What you should do: Start at the line containing "form: x=522 y=425." and transcribe every line exactly through the end of the records below, and only those lines.

Source material start

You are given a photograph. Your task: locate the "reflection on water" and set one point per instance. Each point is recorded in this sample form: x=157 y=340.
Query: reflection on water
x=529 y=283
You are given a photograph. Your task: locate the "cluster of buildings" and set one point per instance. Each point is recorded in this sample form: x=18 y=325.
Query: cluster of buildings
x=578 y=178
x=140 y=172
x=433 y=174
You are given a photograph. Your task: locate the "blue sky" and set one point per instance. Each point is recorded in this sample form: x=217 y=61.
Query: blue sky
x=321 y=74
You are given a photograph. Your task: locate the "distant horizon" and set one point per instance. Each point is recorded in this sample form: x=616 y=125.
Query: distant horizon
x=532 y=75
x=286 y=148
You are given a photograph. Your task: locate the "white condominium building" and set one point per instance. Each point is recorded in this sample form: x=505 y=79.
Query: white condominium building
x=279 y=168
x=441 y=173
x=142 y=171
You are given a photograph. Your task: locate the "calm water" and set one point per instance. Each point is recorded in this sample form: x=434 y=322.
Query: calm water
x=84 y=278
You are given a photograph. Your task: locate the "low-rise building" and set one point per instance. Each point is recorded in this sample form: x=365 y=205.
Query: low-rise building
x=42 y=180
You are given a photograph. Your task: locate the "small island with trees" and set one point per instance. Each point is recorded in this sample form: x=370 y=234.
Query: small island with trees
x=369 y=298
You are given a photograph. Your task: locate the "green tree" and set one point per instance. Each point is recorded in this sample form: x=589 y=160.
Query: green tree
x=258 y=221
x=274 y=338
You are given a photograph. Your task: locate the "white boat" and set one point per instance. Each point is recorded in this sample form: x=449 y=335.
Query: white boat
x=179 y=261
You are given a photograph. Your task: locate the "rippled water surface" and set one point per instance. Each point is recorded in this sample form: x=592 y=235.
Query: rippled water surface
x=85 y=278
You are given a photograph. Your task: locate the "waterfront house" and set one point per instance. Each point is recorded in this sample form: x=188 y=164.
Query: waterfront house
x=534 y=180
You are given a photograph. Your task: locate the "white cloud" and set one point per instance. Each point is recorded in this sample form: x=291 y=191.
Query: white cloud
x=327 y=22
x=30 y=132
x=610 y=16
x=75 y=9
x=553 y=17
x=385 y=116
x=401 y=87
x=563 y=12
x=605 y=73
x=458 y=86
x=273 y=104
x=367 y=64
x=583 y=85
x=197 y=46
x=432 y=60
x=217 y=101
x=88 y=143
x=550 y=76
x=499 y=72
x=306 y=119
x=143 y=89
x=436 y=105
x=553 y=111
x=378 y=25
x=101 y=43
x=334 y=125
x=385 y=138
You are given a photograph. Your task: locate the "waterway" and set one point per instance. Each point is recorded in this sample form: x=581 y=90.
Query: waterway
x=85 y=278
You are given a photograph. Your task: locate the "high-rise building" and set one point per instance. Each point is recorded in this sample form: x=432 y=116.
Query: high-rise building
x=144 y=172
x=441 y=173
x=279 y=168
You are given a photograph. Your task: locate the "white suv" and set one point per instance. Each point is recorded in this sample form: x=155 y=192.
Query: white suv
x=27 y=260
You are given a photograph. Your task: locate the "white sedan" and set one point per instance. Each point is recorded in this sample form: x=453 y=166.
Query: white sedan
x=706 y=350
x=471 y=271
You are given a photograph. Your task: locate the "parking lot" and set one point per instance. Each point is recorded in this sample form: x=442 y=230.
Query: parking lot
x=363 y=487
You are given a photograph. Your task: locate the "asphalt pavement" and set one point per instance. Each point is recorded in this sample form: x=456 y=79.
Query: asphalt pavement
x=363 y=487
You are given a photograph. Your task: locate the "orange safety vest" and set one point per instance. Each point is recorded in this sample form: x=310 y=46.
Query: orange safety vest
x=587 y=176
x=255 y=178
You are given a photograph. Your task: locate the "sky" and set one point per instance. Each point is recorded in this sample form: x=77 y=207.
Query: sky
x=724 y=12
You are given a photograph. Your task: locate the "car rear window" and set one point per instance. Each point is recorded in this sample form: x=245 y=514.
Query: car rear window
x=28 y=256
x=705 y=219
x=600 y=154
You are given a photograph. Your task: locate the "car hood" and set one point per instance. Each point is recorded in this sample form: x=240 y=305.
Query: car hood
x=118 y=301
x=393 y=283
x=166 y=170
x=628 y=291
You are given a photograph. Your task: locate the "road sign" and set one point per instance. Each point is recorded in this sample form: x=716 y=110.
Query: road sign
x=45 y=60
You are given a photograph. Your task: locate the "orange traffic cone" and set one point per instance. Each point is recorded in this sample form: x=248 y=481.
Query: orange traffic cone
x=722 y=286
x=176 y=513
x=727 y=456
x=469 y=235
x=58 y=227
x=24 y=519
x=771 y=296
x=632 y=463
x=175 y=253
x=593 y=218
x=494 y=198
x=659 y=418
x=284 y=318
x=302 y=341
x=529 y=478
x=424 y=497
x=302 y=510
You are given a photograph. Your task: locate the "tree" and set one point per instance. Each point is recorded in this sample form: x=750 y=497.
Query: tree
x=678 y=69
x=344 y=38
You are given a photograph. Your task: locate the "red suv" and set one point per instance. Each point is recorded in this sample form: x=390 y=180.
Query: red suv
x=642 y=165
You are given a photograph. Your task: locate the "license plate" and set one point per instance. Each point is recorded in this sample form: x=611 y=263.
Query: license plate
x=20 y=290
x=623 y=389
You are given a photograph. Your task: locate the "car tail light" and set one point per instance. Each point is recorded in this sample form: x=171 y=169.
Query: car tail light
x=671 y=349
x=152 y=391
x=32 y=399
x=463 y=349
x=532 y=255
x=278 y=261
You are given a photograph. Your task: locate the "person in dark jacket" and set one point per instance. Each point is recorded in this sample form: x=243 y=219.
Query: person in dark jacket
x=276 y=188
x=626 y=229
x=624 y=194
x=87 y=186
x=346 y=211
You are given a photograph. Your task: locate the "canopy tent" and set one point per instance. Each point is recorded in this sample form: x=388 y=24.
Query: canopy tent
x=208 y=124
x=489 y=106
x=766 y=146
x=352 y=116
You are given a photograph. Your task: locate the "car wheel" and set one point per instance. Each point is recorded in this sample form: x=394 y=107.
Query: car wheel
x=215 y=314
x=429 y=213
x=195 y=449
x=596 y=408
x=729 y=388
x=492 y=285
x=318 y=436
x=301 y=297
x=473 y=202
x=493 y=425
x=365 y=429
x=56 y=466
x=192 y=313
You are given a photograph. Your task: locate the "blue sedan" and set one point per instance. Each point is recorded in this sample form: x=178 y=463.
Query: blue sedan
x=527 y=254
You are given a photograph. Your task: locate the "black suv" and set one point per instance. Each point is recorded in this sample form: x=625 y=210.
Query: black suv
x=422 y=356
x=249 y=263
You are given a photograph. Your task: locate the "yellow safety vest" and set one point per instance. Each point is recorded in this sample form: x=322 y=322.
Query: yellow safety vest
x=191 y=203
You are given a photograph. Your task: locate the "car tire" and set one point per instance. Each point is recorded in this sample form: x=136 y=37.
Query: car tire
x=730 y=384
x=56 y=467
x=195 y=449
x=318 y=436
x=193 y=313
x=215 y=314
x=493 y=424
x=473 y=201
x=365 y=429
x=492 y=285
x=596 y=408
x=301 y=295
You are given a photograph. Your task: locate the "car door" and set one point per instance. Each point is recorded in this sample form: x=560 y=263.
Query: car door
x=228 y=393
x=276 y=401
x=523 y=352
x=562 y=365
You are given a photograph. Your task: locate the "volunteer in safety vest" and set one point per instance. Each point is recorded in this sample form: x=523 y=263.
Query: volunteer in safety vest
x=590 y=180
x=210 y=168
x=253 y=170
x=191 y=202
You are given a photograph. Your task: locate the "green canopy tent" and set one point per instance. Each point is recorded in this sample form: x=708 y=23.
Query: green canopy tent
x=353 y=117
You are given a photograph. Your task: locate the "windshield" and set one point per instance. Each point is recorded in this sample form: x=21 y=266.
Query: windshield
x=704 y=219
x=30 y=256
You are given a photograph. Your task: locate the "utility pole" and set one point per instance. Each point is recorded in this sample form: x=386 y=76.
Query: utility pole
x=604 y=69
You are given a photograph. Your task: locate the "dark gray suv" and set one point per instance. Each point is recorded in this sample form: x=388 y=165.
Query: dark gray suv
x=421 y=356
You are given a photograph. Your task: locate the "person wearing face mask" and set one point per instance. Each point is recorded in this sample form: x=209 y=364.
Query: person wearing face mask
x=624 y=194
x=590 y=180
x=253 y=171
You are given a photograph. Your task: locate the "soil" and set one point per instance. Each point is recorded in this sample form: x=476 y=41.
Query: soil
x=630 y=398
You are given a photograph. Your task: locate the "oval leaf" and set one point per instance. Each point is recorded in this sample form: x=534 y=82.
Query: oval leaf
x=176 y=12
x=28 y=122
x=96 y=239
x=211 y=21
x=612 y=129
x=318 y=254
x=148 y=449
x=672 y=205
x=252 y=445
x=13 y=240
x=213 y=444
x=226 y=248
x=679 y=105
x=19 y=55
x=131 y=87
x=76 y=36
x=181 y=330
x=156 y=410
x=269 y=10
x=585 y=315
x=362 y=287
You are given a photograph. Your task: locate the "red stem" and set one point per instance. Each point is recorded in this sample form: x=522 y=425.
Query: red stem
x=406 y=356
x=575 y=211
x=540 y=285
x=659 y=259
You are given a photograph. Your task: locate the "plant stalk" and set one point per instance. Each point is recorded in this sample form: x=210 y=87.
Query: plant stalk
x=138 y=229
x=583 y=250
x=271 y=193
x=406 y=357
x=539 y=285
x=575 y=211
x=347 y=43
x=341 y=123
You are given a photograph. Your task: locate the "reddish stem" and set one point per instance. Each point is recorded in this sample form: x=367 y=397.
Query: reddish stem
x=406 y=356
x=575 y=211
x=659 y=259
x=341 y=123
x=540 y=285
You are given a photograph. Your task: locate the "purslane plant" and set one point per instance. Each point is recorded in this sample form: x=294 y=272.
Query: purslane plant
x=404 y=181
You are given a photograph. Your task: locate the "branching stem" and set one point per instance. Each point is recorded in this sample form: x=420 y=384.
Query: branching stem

Source material end

Response to this task:
You are given a photograph. Your task: locate the "red stem" and set one point per instance. Each point is recorded in this sample form: x=522 y=425.
Query: red stem
x=406 y=356
x=575 y=211
x=540 y=285
x=659 y=259
You are given a photograph. Your task: locate the "plant stalk" and set one point per instance. Each point is recorded in this sample form: x=210 y=87.
Query: plant stalk
x=138 y=229
x=583 y=250
x=271 y=193
x=406 y=357
x=539 y=285
x=575 y=211
x=347 y=43
x=341 y=123
You are given a photograph. Your task: locate the "reddish stem" and set one point per instance. Each point is recorded in this sample form: x=367 y=397.
Query: reddish stem
x=406 y=356
x=575 y=211
x=659 y=259
x=341 y=123
x=540 y=285
You are given a photograph. Your task: locate the "purslane plant" and set one point per instance. Each point is recorded in this sample form: x=294 y=272.
Query: purslane plant
x=404 y=181
You are given a photograph. Your task: locate the "branching stem" and set one point per instance. Each point is recorded in this sample form: x=420 y=384.
Query: branching stem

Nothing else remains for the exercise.